▸ Problem to solve: The records below should be copied in full, exactly as shown.

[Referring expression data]

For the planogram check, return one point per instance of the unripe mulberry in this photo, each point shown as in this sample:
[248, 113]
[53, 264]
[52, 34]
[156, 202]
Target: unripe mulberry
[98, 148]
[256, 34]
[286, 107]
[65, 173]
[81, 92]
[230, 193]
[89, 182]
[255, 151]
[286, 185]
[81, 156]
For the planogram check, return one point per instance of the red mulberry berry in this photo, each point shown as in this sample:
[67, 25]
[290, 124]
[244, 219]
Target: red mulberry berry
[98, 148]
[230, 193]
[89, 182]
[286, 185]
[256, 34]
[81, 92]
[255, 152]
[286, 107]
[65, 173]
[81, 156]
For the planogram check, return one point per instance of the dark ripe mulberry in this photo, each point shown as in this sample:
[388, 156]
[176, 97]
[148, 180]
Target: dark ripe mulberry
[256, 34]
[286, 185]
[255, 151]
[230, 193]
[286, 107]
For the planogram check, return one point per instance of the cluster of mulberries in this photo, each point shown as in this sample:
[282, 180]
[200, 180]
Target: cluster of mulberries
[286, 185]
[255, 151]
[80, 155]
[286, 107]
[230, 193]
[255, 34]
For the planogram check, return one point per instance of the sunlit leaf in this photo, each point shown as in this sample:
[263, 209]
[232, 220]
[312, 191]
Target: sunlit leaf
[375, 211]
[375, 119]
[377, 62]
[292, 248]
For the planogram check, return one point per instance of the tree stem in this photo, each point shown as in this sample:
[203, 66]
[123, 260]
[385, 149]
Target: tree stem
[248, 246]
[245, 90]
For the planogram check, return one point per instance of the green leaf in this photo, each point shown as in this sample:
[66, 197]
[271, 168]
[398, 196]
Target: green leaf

▸ Output:
For the planogram check, return one point per instance of the unripe mulberry in this photo, each point shown as in this sample:
[248, 113]
[53, 264]
[52, 34]
[156, 202]
Target: unripe mulberry
[98, 148]
[256, 34]
[286, 107]
[65, 173]
[81, 92]
[230, 193]
[89, 182]
[255, 151]
[286, 185]
[81, 156]
For the planogram check, return one point per instance of the red mulberry berry in this photo, each point shown as in this sample:
[67, 25]
[290, 124]
[244, 219]
Target: red mulberry berry
[98, 148]
[230, 193]
[89, 182]
[286, 185]
[256, 34]
[81, 92]
[255, 152]
[286, 107]
[65, 173]
[81, 156]
For the planogram check, return one point per instance of the dark ripe mulberry in this photo, each point shown as in this sample:
[388, 156]
[176, 97]
[148, 180]
Target: dark ripe mulberry
[256, 34]
[286, 185]
[255, 151]
[230, 193]
[286, 107]
For the planogram check, return one point per instance of the cluster of mulberries in this photo, each point shown as in this sample:
[282, 180]
[200, 180]
Target: cluster of mulberries
[286, 185]
[255, 151]
[80, 155]
[286, 107]
[230, 193]
[255, 34]
For the planogram check, return one point per instance of the sunlit leaf in this photo, each point shown as in this sample:
[263, 209]
[232, 220]
[312, 191]
Target: sunlit leaf
[375, 211]
[375, 119]
[377, 62]
[292, 248]
For the planogram check, return one point per instance of the tree stem in this photo, each point shown as in this sample:
[203, 66]
[123, 260]
[385, 149]
Target: tree stem
[248, 246]
[245, 90]
For the planogram check, return one point per instance of the green leaf in this photo, each point shown as in this sample:
[66, 197]
[271, 168]
[398, 196]
Target: green leaf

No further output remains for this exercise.